Exercise description: Rescale the rows from the line containing "Mark the blue" through the end of the rows, both ends included, and give only those lines again with their requests, multiplying every coordinate in the answers by 0.35 and rounding to whole numbers with halves going up. Leave the numbers in the requests and their format samples unchanged.

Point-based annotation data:

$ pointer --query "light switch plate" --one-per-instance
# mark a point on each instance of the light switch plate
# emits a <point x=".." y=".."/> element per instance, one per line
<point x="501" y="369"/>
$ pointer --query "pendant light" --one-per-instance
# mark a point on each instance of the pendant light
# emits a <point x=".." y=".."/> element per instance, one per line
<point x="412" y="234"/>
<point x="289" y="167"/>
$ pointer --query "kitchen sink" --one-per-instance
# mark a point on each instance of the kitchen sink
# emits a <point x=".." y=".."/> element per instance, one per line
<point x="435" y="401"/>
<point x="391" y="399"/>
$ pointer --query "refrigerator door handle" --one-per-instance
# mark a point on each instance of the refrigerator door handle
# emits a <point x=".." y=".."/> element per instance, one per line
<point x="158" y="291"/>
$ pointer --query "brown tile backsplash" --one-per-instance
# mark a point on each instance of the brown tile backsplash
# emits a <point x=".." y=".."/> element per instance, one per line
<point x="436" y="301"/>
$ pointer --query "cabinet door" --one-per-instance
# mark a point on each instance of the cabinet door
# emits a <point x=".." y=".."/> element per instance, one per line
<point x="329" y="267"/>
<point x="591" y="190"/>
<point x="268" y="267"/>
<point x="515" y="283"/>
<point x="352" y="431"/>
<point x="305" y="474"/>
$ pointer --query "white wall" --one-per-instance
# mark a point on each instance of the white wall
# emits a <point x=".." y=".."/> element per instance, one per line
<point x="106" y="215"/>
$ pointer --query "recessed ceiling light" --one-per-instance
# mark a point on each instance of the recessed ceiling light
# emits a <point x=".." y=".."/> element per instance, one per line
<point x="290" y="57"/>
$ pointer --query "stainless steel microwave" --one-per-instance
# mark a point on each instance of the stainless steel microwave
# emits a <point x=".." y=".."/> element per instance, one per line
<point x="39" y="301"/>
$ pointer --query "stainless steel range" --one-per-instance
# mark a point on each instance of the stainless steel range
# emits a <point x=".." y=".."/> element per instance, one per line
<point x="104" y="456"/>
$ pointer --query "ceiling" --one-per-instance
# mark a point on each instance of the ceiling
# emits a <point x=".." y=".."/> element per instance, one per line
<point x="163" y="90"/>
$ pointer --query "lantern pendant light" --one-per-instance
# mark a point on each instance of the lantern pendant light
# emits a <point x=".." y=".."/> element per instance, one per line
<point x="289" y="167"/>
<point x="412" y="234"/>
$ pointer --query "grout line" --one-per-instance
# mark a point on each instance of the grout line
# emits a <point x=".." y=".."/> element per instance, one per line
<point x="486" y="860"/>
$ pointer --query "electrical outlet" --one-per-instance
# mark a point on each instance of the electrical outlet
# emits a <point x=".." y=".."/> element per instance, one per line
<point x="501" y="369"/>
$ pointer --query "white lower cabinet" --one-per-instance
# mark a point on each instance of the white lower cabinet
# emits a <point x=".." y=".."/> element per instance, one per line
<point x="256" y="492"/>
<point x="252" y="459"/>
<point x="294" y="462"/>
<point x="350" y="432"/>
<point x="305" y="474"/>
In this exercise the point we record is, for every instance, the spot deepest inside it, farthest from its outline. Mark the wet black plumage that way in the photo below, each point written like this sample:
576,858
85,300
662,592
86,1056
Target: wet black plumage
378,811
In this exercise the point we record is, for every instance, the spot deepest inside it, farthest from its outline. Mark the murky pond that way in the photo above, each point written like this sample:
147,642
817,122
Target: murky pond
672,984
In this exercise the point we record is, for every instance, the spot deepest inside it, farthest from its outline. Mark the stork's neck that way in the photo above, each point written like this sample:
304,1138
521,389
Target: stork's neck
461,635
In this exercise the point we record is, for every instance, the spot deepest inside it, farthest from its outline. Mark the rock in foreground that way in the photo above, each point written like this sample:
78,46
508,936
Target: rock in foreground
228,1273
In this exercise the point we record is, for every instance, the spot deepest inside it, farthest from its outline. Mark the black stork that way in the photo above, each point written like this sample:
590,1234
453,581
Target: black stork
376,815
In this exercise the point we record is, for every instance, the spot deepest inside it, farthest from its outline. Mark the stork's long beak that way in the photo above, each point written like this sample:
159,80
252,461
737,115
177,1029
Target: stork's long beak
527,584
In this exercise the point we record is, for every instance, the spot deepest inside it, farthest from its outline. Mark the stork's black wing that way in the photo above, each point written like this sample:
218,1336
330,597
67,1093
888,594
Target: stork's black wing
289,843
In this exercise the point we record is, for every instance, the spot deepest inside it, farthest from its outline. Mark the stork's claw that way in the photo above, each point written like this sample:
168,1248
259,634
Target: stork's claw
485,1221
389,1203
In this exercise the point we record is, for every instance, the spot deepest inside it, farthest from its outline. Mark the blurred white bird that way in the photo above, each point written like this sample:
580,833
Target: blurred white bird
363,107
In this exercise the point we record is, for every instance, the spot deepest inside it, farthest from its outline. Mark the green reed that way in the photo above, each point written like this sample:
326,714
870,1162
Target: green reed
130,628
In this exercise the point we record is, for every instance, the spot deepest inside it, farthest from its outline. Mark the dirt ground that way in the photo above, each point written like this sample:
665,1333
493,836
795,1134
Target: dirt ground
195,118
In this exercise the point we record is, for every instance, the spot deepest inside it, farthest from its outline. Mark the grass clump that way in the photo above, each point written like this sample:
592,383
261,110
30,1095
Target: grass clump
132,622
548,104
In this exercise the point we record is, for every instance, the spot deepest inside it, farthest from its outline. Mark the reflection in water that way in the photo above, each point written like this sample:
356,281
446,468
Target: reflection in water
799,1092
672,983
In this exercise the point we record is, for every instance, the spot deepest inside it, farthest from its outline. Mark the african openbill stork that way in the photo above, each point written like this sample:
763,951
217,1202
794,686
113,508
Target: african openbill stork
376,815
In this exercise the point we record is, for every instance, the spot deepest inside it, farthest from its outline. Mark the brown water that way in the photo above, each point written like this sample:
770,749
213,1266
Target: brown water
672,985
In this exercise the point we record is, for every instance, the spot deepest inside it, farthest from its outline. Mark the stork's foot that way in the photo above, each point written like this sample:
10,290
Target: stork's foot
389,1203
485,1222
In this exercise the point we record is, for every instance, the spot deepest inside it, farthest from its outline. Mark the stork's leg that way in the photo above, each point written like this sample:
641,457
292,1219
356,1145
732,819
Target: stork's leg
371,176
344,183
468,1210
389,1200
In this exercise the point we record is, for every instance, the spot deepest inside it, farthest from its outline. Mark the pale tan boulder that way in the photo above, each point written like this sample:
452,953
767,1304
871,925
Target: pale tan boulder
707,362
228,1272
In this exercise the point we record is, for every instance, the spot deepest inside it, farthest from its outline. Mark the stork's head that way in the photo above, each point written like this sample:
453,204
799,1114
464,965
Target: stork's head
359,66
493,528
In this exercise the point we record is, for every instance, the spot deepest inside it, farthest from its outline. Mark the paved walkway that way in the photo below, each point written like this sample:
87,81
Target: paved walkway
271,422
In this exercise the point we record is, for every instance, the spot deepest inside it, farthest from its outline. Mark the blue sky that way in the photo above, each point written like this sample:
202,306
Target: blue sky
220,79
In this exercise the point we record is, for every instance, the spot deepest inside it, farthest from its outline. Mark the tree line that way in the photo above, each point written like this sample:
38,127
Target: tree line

Task output:
In this exercise the point we record is, for every instance, the spot deepest inside it, farthest from its outline. Mark the blue sky that way in the photo above, each point written like this sample:
202,306
Target: blue sky
77,28
In this exercise the point we record is, for every instance, the spot deepest inside it, farthest from its outline. Mark the tree line that way in the photo above, each point written like this sample:
38,127
Target: tree line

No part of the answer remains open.